Written instruction: Turn the data from the line holding "Would you mind indicating the green tomato" through the line holding "Would you mind indicating the green leaf", both included, into a Markdown table with the columns Number and Entry, one numbered row per line. Skip blank lines and leave the pictures out.

Data lines:
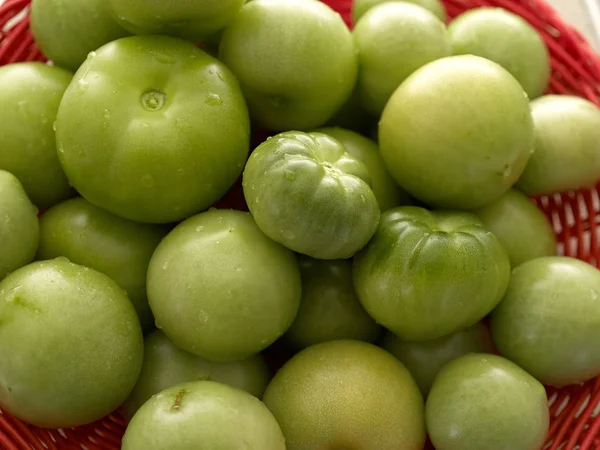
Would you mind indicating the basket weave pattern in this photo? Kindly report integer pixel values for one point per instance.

...

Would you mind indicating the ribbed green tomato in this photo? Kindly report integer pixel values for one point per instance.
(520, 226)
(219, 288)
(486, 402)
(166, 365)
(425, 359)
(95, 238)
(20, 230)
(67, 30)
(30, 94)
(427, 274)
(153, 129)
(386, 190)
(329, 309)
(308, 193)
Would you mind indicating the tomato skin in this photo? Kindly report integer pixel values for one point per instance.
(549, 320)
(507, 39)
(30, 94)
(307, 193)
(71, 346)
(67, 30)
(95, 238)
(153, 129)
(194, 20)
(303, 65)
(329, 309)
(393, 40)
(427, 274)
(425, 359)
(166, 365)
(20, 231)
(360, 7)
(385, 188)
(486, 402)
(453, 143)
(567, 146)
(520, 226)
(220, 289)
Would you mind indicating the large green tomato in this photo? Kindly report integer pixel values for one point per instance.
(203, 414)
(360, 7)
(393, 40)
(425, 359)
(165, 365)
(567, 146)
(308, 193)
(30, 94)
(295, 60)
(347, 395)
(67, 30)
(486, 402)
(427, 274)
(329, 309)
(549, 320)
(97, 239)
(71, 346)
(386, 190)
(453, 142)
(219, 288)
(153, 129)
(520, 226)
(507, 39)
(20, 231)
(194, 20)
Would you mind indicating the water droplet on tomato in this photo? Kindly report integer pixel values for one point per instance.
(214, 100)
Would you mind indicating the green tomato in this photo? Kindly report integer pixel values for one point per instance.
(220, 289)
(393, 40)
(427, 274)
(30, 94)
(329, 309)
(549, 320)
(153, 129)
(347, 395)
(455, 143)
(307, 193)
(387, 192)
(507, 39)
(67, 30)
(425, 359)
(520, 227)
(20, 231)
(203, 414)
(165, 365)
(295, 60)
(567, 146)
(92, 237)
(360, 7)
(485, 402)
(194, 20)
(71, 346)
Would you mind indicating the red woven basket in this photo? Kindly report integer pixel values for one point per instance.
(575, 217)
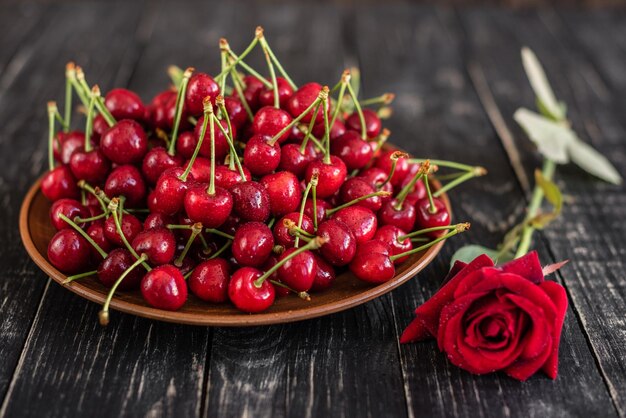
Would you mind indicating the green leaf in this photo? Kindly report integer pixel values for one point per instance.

Response:
| Number | Entry |
|---|---|
| 1 | Would you mind indicating the green tomato in this photo? Kindly report integer pixel values for one point per instance. |
| 2 | (220, 289) |
| 3 | (393, 40) |
| 4 | (427, 274) |
| 5 | (30, 94) |
| 6 | (329, 309) |
| 7 | (549, 320) |
| 8 | (153, 129) |
| 9 | (347, 395) |
| 10 | (455, 143) |
| 11 | (307, 193) |
| 12 | (387, 192) |
| 13 | (507, 39) |
| 14 | (67, 30) |
| 15 | (425, 359) |
| 16 | (520, 227) |
| 17 | (20, 231) |
| 18 | (203, 414) |
| 19 | (165, 365) |
| 20 | (295, 60) |
| 21 | (567, 146) |
| 22 | (92, 237) |
| 23 | (360, 7) |
| 24 | (485, 402) |
| 25 | (194, 20) |
| 26 | (71, 346) |
| 27 | Would you mind indicating the red woven basket in this photo? Kindly report integer pixel values for one point per instance. |
| 28 | (575, 217) |
| 29 | Would you mind indicating the green leaf in this photo? Kindly report integer pixel values for one point per instance. |